▶ [Selected text]:
700 Sixth Street, NW, Suite 700

Washington, DC 20001-3980

202.383.0100 Fax 202.637.3593

www.sutherland.com

 

January 27, 2015

 

VIA EDGAR

 

Ms. Laura Hatch

Staff Accountant

Division of Investment Management

U.S. Securities and Exchange Commission

100 F Street, N.E.

Washington, D.C. 20549

 

RE:Medley Capital Corporation – Post-Effective Amendment No. 9 to the

Registration Statement on Form N-2 (File No. 333-187324)

 

Dear Ms. Hatch:

 

On behalf of Medley Capital Corporation (the “Company”), set forth below are the Company’s responses to the oral comments of the staff of the Division of Investment Management (the “Staff”) of the Securities and Exchange Commission (the “SEC”) that you provided to us on January 14, 2015, regarding the Company’s Post-Effective Amendment No. 9 to the Registration Statement on Form N-2 (File No. 333-187324) that was filed with the SEC on December 12, 2014 (the “Registration Statement”). The Staff’s comments are set forth below in italics and are followed by the Company’s responses.

▶ [Your tasks]:
[1] Translate this sentence from the letter into Spanish: "The Staff’s comments are set forth below in italics and are followed by the Company’s responses."
[2] Quote the letter starting at the words containing "On behalf of" and ending after "the Company’s responses.".
Rely only on the letter for these.

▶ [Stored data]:
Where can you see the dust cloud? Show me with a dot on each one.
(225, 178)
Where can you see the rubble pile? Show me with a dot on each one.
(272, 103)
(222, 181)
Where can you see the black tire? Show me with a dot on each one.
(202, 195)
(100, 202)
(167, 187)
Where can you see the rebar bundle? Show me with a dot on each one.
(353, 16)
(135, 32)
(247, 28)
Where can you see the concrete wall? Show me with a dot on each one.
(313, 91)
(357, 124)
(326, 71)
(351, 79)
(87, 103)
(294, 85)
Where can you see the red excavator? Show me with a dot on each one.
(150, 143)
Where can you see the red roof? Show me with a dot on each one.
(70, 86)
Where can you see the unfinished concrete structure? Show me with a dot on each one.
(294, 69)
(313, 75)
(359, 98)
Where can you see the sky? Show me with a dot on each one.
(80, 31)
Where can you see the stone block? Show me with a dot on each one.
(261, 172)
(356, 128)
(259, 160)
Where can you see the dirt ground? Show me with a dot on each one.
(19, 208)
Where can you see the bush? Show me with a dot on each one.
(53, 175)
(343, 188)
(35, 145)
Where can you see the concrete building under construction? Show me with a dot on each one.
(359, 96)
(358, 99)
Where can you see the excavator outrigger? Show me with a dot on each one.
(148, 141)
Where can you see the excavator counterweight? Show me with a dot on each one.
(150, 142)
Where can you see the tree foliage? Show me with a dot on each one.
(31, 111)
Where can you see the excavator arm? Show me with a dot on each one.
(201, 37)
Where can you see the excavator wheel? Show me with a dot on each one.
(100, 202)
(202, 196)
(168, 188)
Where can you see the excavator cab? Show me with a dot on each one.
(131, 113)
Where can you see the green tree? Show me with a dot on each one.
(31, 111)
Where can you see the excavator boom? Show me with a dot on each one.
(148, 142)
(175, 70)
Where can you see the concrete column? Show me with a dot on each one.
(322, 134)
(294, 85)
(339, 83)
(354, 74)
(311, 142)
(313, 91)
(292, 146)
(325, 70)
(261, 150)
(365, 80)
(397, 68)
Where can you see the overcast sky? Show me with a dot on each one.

▶ [Results for each task]:
[1] Los comentarios del Personal se presentan a continuación en cursiva y van seguidos de las respuestas de la Compañía.

[2]
On behalf of Medley Capital Corporation (the “Company”), set forth below are the Company’s responses to the oral comments of the staff of the Division of Investment Management (the “Staff”) of the Securities and Exchange Commission (the “SEC”) that you provided to us on January 14, 2015, regarding the Company’s Post-Effective Amendment No. 9 to the Registration Statement on Form N-2 (File No. 333-187324) that was filed with the SEC on December 12, 2014 (the “Registration Statement”). The Staff’s comments are set forth below in italics and are followed by the Company’s responses.